• Série de consignes
(a) Dites si chacun des énoncés suivants concorde avec le texte sur le burn-out : (i) le « Maslach Burnout Inventory » comporte 22 questions ; (ii) l’OMS classe le burn-out parmi les maladies ; (iii) le baromètre Empreinte Humaine a été mené auprès de 2 007 personnes. Pour chacun, répondez par oui ou non et citez les mots décisifs du texte.
(b) Poursuivez le texte sur le burn-out après sa dernière phrase.

• Texte fourni
======

Selon l’Institut de veille sanitaire, 480 000 personnes en France seraient en détresse psychologique au travail et le burn-out en concernerait 7 %, soit 30 000. Considérée par l’OMS comme un syndrome lié à un stress chronique au travail et non pas une maladie, cette détérioration de la santé psychique n’est pas sans répercussion.
Elle a en effet des impacts forts sur la santé physique. Les personnes en détresse psychologique ont deux fois plus de risque de déclarer un problème somatique. Ainsi, 40 % des personnes interrogées font part de troubles du sommeil (+5 % en un an), selon la 7e édition du baromètre Empreinte Humaine, spécialiste de la prévention des risques psychosociaux, réalisée du 30 avril au 10 mai 2021 auprès de 2 007 personnes.
Des résultats biaisés
L’un des éléments clés de la prévention du burn-out est la rapidité avec laquelle il est détecté et donc traité. Divers signes avant-coureurs, tant émotionnels (irritabilité, émotivité accrue…) que physiques (douleurs et troubles divers, malaises, manque de sommeil), mais aussi des difficultés de concentration et des pertes de mémoire doivent être repérés le plus vite possible pour alerter la personne et son entourage.
Actuellement, ces signaux d’alerte sont détectés via des tests psychologiques dans lesquels les patients remplissent un questionnaire à choix multiples. L’un des plus connus est le « Maslach Burnout Inventory », composé de 22 questions réparties en trois catégories : épuisement professionnel, dépersonnalisation/perte d’empathie et évaluation de la performance personnelle.
Exemple de question-réponse type : « Je me sens à bout à la fin de ma journée de travail : jamais / quelquefois / chaque jour ». Certaines personnes n’osent pas cocher les réponses « jamais » et « chaque jour » ou alors sont tentées de mentir pour influencer les résultats.
L’utilisation de méthodes de traitement du langage naturel (NLP) a le potentiel d’atténuer les limites de cette détection. Mascha Kurpicz-Briki, professeure en ingénierie des données à la Haute École Spécialisée Bernoise à Bienne en Suisse, et son équipe de scientifiques soutenus par le Fonds national suisse (FNS) ont mis au point une méthode basée sur l’analyse automatique de textes.

======

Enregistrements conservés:

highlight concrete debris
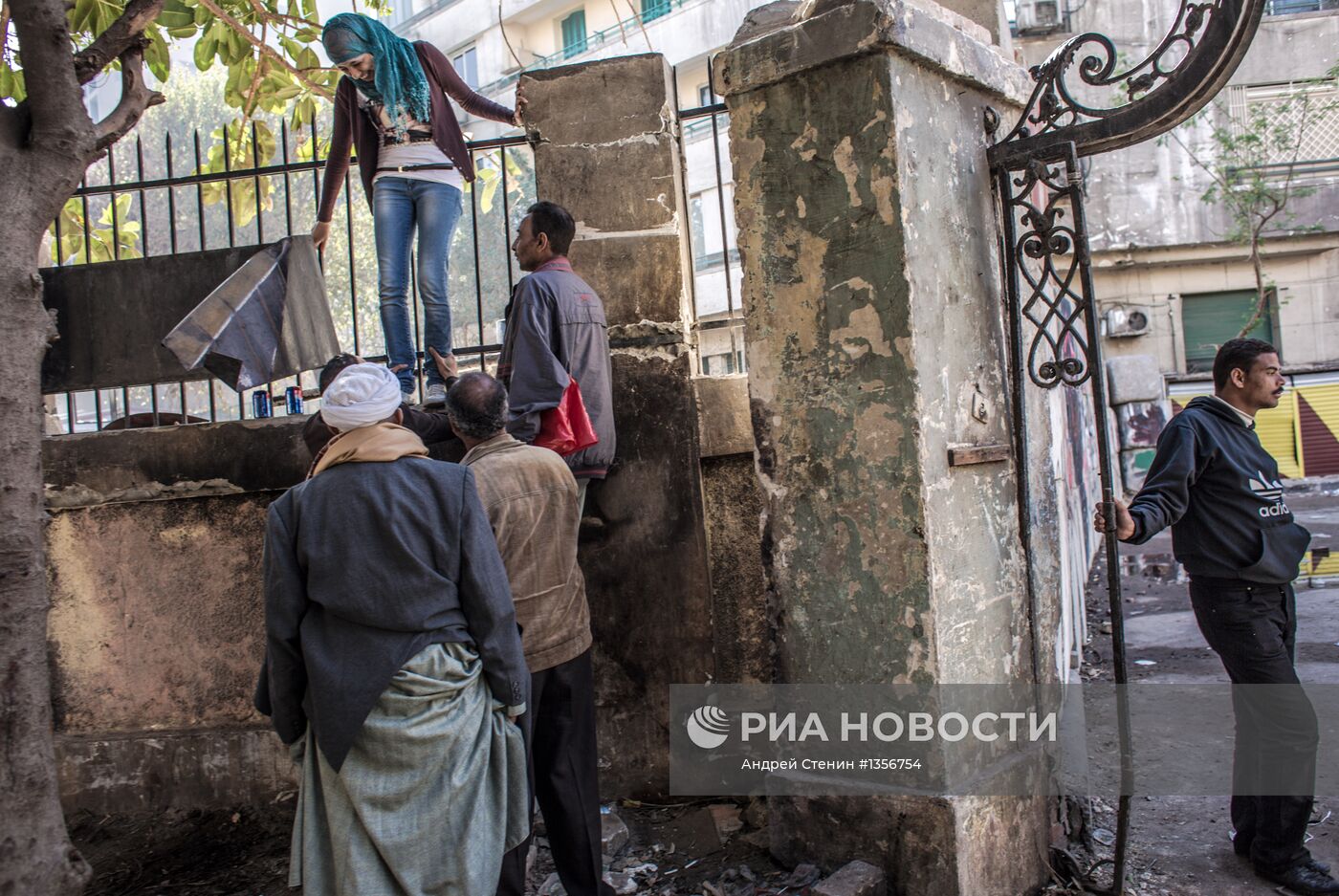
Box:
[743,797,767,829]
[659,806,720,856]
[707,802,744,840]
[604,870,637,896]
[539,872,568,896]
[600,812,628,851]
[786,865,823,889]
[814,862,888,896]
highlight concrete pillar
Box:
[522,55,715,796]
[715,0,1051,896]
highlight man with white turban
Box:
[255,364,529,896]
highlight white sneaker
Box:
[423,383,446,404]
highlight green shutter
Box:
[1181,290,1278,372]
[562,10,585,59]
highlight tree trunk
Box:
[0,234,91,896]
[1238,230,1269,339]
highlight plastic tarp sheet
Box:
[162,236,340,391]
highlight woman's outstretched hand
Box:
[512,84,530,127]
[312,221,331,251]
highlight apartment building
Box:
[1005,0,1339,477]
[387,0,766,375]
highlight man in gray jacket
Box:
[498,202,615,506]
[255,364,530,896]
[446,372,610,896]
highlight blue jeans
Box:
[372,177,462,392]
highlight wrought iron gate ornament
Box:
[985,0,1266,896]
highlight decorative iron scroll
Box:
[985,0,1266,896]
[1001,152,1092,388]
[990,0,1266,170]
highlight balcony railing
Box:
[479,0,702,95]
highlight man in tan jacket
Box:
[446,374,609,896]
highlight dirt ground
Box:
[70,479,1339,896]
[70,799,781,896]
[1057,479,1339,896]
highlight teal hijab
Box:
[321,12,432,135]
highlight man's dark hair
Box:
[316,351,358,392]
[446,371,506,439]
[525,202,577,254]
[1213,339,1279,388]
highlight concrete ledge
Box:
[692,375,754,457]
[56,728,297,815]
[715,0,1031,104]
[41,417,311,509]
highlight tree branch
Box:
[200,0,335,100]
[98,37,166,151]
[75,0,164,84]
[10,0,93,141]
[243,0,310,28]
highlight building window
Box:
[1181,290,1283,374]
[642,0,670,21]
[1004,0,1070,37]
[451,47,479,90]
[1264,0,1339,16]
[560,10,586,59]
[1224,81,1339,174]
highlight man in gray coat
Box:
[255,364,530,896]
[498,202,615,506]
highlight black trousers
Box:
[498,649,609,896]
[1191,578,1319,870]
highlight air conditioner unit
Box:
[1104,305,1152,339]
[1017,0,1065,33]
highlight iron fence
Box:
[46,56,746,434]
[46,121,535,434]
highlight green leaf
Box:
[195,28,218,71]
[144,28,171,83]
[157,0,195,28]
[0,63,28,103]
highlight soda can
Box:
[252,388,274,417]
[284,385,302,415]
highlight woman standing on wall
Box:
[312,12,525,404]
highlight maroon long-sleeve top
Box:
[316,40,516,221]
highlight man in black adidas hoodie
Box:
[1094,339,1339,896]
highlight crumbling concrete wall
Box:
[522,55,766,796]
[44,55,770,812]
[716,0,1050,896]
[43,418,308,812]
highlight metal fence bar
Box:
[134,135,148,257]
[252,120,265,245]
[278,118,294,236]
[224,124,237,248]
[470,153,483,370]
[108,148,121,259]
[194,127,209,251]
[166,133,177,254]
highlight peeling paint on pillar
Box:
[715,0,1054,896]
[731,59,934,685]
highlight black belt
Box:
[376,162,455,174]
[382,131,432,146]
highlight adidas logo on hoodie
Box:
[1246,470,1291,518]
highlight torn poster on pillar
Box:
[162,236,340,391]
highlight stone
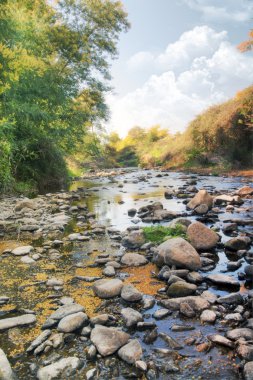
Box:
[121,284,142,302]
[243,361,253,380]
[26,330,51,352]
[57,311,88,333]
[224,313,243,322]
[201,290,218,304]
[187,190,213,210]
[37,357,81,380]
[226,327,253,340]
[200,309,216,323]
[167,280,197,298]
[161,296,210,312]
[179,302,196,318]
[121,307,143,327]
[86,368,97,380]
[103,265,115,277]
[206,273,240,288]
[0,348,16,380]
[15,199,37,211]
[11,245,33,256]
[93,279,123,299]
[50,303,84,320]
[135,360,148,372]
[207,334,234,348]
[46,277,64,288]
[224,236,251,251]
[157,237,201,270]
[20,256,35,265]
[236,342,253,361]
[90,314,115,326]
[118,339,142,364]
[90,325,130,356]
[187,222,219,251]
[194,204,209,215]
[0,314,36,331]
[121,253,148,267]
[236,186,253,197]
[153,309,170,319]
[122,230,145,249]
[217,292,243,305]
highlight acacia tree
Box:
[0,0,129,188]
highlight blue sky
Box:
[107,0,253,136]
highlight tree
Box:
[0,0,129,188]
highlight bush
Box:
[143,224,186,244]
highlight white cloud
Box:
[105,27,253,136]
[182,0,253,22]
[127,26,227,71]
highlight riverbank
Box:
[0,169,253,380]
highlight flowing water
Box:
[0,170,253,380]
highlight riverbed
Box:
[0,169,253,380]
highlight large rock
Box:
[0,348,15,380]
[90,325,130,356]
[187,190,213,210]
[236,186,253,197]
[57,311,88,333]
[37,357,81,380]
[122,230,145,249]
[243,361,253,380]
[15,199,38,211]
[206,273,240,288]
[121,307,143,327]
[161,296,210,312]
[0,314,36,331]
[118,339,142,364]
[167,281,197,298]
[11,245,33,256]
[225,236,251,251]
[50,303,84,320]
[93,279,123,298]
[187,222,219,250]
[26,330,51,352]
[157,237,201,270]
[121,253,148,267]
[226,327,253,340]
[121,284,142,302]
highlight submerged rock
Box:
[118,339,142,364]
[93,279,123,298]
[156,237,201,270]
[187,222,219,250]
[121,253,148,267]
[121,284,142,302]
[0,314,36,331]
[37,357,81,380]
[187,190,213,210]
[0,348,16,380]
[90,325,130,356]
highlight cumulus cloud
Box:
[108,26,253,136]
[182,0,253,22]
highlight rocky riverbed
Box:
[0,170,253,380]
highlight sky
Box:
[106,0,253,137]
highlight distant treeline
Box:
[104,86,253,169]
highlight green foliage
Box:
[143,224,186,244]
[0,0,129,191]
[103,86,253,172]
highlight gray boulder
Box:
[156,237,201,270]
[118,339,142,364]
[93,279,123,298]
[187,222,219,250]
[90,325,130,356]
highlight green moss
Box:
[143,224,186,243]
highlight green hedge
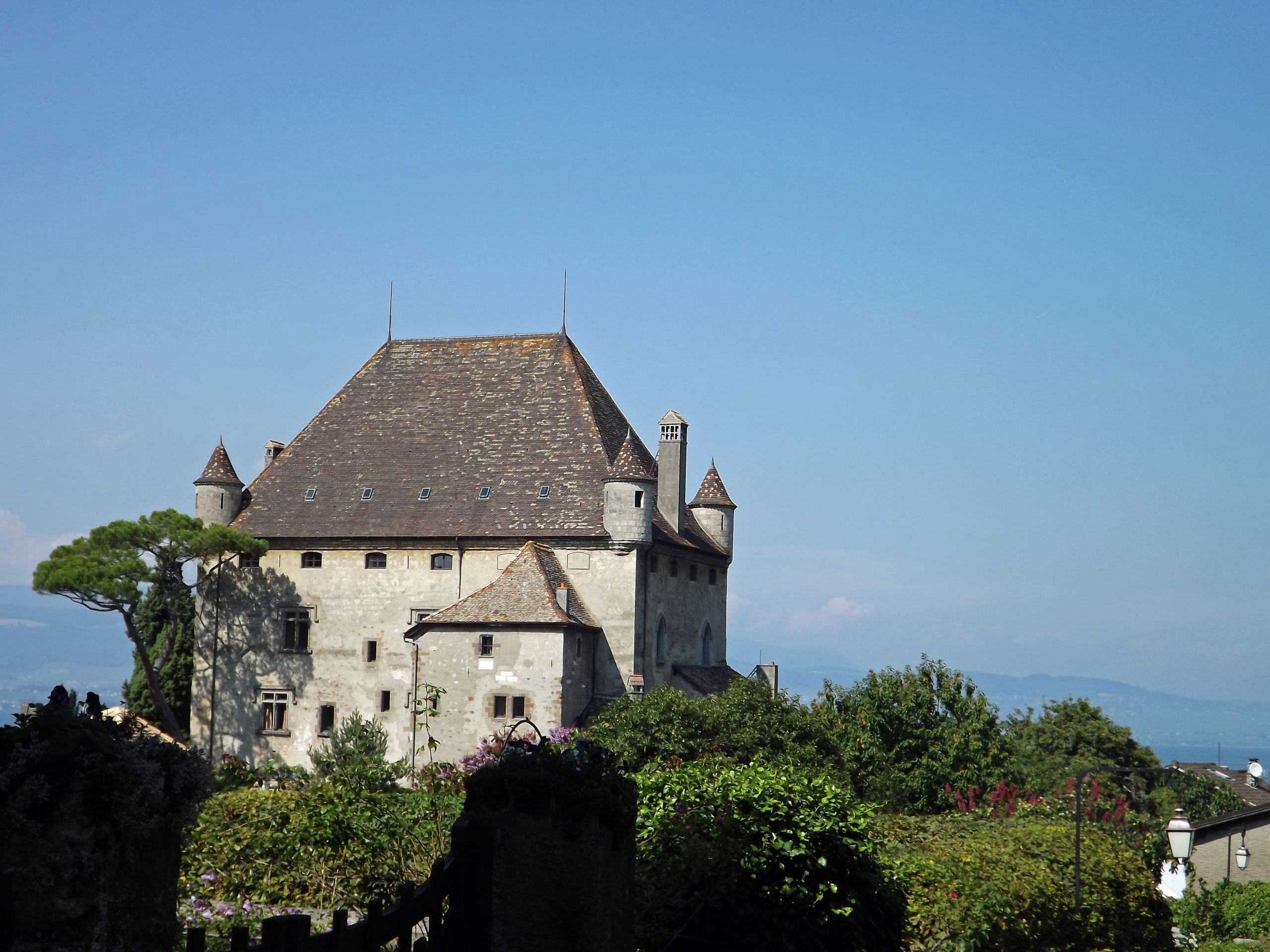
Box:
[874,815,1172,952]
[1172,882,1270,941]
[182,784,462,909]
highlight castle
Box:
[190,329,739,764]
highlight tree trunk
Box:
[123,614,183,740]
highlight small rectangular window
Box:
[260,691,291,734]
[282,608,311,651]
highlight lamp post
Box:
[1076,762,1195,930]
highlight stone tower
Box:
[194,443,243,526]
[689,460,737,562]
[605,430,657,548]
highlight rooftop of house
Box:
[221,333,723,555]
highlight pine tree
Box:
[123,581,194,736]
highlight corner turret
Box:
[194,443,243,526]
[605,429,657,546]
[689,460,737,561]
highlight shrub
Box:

======

• Réponses rédigées
(a)
(i) Oui : « composé de 22 questions réparties en trois catégories ».
(ii) Non : « Considérée par l’OMS comme un syndrome lié à un stress chronique au travail et non pas une maladie ».
(iii) Oui : « réalisée du 30 avril au 10 mai 2021 auprès de 2 007 personnes ».

(b)
93% des cas de burn-out ont été détectés
Cette équipe a analysé de façon anonyme des textes issus de Reddit. Il s’agit d’un agrégateur d’actualités sociales, c’est-à-dire un mélange entre une plate-forme de discussion et un diffuseur de liens, qui est divisé en forums, les « subreddits ».
Bien qu’il existe un subreddit dédié au burn-out, le nombre d’entrées a été considéré par les Suisses comme étant trop faible pour fournir un ensemble de données suffisamment volumineux. L’équipe a donc ajouté des textes provenant de forums thématiques variés. Et le résultat a été impressionnant : leur méthode a identifié correctement 93 % des cas de burn-out.
Pour atteindre ce résultat, l’équipe a d’abord classé les extraits de texte récoltés. Ceux des fils de discussion sur le burn-out ont été classés manuellement, afin d’exclure ceux où le burn-out faisait référence à autre chose. Les textes provenant d’autres fils de discussion, non liés à la santé mentale, ont été étiquetés comme n’étant pas liés au burn-out.
Sur la base de ces exemples, elle a entraîné plusieurs modèles. Chacun utilisait différentes configurations pour déterminer si un texte (jamais vu par le modèle) contenait des indications sur le burn-out ou non. Ces modèles ont ensuite été mis en commun dans le cadre de la méthode de diagnostic qui s’est donc révélée très efficace.
L’équipe suisse précise cependant que la collaboration d’experts en IA et d’experts médicaux reste indispensable pour vérifier les conclusions de cette étude sur des cas réels de burn-out et sur un échantillon représentatif de la population.